● Exercise:
Extract each record and reproduce it exactly.

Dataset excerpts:

☆ ☆ ☆ ☆ ☆ ☆ ☆

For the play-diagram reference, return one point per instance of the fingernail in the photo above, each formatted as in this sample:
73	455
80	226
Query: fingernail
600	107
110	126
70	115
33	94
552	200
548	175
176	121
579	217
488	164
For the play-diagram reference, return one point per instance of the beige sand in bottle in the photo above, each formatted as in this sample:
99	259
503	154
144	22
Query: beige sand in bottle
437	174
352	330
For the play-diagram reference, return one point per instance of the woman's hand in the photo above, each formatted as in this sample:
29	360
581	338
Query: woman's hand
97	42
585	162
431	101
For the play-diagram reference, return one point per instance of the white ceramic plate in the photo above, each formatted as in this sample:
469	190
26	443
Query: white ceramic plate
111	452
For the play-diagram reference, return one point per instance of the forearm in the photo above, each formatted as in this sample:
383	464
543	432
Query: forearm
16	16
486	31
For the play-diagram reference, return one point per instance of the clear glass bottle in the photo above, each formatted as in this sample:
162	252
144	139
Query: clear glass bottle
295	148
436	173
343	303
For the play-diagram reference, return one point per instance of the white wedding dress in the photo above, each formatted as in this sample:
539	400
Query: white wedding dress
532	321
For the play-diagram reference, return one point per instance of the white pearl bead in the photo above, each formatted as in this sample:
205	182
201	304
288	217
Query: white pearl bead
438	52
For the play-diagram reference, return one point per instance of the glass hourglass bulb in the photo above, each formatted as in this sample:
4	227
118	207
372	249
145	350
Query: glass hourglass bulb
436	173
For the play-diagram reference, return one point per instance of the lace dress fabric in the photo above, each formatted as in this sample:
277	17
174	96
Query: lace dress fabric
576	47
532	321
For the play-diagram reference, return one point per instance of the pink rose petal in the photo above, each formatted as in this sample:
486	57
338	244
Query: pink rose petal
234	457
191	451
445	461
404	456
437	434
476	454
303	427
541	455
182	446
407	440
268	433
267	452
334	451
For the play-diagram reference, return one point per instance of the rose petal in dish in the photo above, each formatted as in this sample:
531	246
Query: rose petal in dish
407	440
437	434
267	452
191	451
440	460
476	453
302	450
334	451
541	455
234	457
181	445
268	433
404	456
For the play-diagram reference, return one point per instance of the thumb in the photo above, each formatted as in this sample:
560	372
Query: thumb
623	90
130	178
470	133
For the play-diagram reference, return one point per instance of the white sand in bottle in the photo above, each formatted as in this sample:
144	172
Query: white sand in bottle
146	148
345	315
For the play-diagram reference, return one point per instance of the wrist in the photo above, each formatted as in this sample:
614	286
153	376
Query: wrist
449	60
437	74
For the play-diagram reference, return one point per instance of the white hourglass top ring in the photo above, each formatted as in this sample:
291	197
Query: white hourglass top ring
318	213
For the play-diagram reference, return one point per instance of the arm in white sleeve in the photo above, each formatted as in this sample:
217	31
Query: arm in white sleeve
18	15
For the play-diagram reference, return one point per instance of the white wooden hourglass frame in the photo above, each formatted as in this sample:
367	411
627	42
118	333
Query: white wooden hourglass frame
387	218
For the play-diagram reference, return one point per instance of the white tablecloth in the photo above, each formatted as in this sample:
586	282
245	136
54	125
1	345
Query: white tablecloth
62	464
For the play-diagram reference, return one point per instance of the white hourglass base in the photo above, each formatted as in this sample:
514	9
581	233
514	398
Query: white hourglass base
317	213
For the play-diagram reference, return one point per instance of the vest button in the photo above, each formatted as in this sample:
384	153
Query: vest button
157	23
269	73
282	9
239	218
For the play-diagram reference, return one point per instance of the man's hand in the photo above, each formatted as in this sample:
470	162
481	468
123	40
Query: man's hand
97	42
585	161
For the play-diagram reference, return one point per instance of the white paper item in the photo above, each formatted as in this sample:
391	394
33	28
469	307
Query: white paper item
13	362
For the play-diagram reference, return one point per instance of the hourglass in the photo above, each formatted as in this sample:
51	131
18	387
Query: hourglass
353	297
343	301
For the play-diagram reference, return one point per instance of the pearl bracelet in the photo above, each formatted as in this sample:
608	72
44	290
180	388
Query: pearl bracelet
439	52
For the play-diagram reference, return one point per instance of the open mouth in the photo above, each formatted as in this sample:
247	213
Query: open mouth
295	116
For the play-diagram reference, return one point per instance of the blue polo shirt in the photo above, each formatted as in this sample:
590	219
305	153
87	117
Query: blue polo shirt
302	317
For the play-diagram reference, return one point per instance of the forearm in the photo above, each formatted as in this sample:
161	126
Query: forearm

☆ ☆ ☆ ☆ ☆ ☆ ☆

● Task result:
For the play-diagram reference, return one point per instance of the fingernail in the photo above, each formatted as in this sample:
73	455
80	226
Query: fingernail
600	107
110	126
70	115
33	94
552	200
548	175
176	121
579	217
488	164
For the play-diagram reference, return one point per instance of the beige sand in bottle in the photo above, each formatted as in this sample:
99	259
503	154
144	22
Query: beige sand in bottle
437	174
352	330
For the play-diagram reference, return one point per instance of the woman's hand in the photo above, each formatted as in this sample:
29	360
581	338
Query: woman's hand
97	42
585	162
431	101
For the play-diagram reference, return one point per instance of the white ceramic plate in the photo above, each formatted as in this sample:
469	190
26	443
Query: white ceramic plate
111	452
For the play-diagram reference, return one point per instance of the forearm in the photo above, each formatted as in this sample:
383	464
543	432
Query: forearm
16	16
486	31
For the play-diagram reference, return one point per instance of the clear glass bottle in the photo above, each formatted as in this sample:
162	252
144	139
Query: clear glass bottle
295	148
436	173
343	303
For the play-diagram reference, return one point per instance of the white wedding dress in the photo above, each formatted as in this sample:
539	400
Query: white wedding dress
532	321
For the play-diagram reference, return one point per instance of the white pearl bead in the photo above, each formatted as in this sample:
205	182
201	304
288	217
Query: white pearl bead
438	52
For the play-diagram reference, return one point per instance of the glass hourglass bulb in the photo above, each formatted as in this sample:
4	227
118	207
372	249
145	350
Query: glass hourglass bulb
436	173
For the play-diagram reference, return one point per instance of the lace dress fabric in the photo above, each formatted as in this sample:
277	17
174	96
Query: lace dress fabric
576	47
532	321
For the play-diagram reference, return one point per instance of the pink rose petal in the photo above, each formatted as in this sample:
486	57
338	244
Query: pink rose petal
234	457
191	451
445	461
404	456
437	434
476	454
303	427
541	455
182	446
407	440
268	433
267	452
334	451
For the play-diagram reference, return one point per instance of the rose petal in dish in the photo above, each formatted as in this sample:
531	246
Query: rose petal in dish
407	440
437	434
267	452
191	451
440	460
476	453
302	450
334	451
541	455
234	457
181	445
268	433
404	456
For the play-diagram reference, return one point per instance of the thumb in the photo above, each formatted as in this sample:
560	372
Query: thumb
623	90
130	178
470	133
For the play-diagram reference, return one point per instance of the white sand in bottle in the photo above, each formatted as in this sample:
144	172
Query: white sand in bottle
146	148
345	315
For the play-diagram reference, return one point per instance of the wrist in the photo above, each formatted as in this sample:
614	286
153	376
Query: wrist
449	60
437	74
For the play-diagram reference, return one point per instance of the white hourglass top ring in the photo above, each formatted as in this sample:
291	197
Query: white hourglass top ring
318	213
For the play-diagram reference, return one point per instance of the arm in white sleeve in the photo above, each formatted as in this sample:
217	31
Query: arm in white sleeve
18	15
For the play-diagram reference, return one point per instance of the white wooden hourglass frame in the photo above, each formatted as in this sample:
367	411
627	42
118	333
Query: white wooden hourglass frame
387	218
For the play-diagram reference, return one point per instance of the white tablecloth in the photo above, each formatted as in this sample:
586	282
245	136
54	125
1	345
Query: white tablecloth
62	464
For the play-diagram reference, return one point per instance of the white hourglass base in the photo above, each formatted as in this sample:
514	9
581	233
514	398
Query: white hourglass base
317	213
For the play-diagram reference, return one point per instance of the vest button in the photo above, each formatted as in this sample:
384	153
Query: vest button
157	23
269	73
282	9
239	218
For the play-diagram reference, return one point per instance of the man's hand in the photo above, each formatted as in this sample:
470	162
481	468
123	40
Query: man's hand
97	42
585	161
For the play-diagram reference, return one point per instance of the white paper item in the photo above, each formatted as in this sample:
391	394
33	28
469	307
Query: white paper item
13	362
For the play-diagram reference, return one point per instance of the hourglass in the photo above, each formatted as in this sample:
51	131
18	387
Query: hourglass
353	297
343	301
For the play-diagram reference, return one point per instance of the pearl bracelet in the photo above, each formatted as in this sample:
608	72
44	290
180	388
Query: pearl bracelet
439	52
For the play-diagram reference, return one point per instance of the open mouth in the photo above, each formatted as in this sample:
247	213
Query: open mouth
295	116
For the play-diagram reference, return one point per instance of the blue polo shirt in the photo above, each formatted as in this sample:
590	219
305	153
87	117
Query: blue polo shirt
302	317
For the play-diagram reference, return one point per instance of the forearm in the photo above, each formatted as in this sample:
161	126
Query: forearm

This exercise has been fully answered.